Task goal >> Reproduce verbatim the stretch of the listing from the line containing "the white sky" through the end of the listing.

Data provided >>
□ □ □
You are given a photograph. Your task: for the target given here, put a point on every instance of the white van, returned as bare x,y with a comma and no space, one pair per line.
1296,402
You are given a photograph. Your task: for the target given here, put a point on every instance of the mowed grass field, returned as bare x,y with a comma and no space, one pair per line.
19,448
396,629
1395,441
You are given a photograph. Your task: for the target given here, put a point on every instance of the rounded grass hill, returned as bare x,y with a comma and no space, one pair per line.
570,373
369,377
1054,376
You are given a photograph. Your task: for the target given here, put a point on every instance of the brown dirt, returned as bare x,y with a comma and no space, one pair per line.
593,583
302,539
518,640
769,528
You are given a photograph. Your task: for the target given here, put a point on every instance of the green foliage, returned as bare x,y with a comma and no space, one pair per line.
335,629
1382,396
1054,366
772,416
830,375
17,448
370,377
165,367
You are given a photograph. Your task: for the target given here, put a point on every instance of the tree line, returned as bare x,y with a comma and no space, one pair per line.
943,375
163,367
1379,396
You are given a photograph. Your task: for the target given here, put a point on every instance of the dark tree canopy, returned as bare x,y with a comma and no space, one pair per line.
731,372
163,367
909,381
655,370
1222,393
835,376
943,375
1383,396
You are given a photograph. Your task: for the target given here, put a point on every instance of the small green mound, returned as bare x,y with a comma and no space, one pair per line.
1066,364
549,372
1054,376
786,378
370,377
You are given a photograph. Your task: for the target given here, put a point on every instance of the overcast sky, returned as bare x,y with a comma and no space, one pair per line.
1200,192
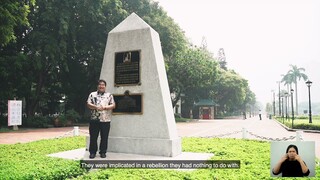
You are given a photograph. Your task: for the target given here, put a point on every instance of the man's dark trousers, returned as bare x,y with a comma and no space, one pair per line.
95,127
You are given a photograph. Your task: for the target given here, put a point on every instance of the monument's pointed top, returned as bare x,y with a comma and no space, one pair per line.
132,22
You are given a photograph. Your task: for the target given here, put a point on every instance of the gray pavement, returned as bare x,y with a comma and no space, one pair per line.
264,129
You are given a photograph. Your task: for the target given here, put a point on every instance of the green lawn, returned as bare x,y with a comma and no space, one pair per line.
29,161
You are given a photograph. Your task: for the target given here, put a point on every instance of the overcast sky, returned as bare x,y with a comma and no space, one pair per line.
261,38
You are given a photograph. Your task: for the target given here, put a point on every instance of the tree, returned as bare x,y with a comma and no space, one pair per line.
12,15
296,74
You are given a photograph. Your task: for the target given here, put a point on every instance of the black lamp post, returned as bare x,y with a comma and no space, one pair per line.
292,106
310,115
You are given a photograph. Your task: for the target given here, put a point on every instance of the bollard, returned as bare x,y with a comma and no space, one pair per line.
244,133
299,135
76,131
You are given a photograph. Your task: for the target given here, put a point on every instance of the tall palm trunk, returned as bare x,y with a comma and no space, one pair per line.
296,89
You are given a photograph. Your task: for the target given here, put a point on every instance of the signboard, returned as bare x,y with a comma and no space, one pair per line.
128,104
14,112
127,68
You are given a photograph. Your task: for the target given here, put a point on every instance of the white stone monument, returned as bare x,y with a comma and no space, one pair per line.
151,129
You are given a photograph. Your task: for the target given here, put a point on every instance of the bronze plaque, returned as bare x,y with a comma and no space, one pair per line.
128,104
127,68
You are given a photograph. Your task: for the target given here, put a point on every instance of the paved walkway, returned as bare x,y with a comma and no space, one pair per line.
226,128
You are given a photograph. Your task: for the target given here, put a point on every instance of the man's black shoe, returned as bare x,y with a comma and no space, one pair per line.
103,155
92,156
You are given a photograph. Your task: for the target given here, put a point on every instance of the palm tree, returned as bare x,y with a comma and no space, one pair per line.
296,74
287,79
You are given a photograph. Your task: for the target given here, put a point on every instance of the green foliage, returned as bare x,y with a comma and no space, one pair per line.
29,161
37,121
12,14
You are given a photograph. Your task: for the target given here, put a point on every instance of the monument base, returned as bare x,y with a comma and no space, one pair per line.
143,146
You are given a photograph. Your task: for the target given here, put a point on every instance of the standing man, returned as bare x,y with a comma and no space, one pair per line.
260,116
101,104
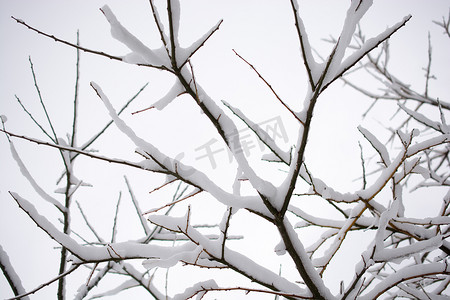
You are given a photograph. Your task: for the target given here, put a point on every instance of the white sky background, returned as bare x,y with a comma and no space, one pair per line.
261,31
□ □ □
Solution for this task >>
You are given a photograph. Your task: for the target given here, put a point on every instance of the white sky background, returned as bare x,y with a comma and no space, one pair per line.
261,31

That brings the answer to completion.